Lines of data

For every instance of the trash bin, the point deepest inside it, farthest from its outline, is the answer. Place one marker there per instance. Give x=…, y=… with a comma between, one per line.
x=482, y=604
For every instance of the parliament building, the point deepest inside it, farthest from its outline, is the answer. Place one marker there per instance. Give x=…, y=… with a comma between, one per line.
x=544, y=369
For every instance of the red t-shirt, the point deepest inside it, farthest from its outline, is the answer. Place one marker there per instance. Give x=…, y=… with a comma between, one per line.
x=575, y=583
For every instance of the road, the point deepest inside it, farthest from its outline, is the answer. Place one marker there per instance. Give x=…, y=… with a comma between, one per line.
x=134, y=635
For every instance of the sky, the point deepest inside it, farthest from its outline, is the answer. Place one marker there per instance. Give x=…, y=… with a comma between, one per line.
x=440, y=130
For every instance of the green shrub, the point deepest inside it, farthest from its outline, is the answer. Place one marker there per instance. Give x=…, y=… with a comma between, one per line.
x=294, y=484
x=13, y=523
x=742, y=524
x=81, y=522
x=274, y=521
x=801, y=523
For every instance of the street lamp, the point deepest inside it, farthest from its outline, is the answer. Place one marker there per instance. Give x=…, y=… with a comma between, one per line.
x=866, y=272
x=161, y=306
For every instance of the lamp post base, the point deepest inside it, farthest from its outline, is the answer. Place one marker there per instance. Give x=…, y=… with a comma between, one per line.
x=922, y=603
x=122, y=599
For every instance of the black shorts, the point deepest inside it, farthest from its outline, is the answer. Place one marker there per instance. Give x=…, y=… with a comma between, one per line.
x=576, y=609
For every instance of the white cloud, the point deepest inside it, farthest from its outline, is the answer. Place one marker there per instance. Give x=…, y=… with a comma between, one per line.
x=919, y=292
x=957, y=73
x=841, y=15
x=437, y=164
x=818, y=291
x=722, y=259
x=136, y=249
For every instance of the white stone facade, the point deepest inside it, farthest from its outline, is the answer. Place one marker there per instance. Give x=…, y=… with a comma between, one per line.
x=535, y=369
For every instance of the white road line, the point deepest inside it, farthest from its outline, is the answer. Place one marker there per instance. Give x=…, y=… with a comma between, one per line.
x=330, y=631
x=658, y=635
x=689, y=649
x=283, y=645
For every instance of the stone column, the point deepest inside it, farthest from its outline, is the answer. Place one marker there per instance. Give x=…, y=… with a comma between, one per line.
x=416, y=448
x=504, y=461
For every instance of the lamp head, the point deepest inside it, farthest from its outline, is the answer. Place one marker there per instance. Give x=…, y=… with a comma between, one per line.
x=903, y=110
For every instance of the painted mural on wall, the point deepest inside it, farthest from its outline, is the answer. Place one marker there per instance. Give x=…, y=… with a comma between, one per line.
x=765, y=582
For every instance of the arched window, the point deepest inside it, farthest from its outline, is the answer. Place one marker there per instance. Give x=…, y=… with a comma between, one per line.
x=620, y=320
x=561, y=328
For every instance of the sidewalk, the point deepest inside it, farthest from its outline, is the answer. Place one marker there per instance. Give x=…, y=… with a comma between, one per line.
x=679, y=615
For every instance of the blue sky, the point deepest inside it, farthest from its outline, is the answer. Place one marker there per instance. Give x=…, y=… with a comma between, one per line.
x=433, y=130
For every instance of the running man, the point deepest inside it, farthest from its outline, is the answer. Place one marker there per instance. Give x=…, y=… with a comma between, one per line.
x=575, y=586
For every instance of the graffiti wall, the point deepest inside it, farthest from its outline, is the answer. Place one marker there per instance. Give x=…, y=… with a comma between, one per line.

**Challenge**. Arrange the lines from the one with "For every instance of the sidewalk, the" up to and including the one with "x=433, y=130" as a Markdown table with two columns, Number and Text. Put each line's number in Number and the line itself in Text, skip blank lines, and include no other lines.

**Response**.
| Number | Text |
|---|---|
| 1 | For every instance of the sidewalk, the point deepest inside it, farthest from its outline, is the answer. Place one marker there per instance. Give x=…, y=… with a comma between, one per line. |
| 2 | x=679, y=615 |
| 3 | For every instance of the blue sky, the point deepest inside it, farthest from its outline, is the answer. Place one marker there per instance. Give x=…, y=… with a comma between, one per line. |
| 4 | x=433, y=130 |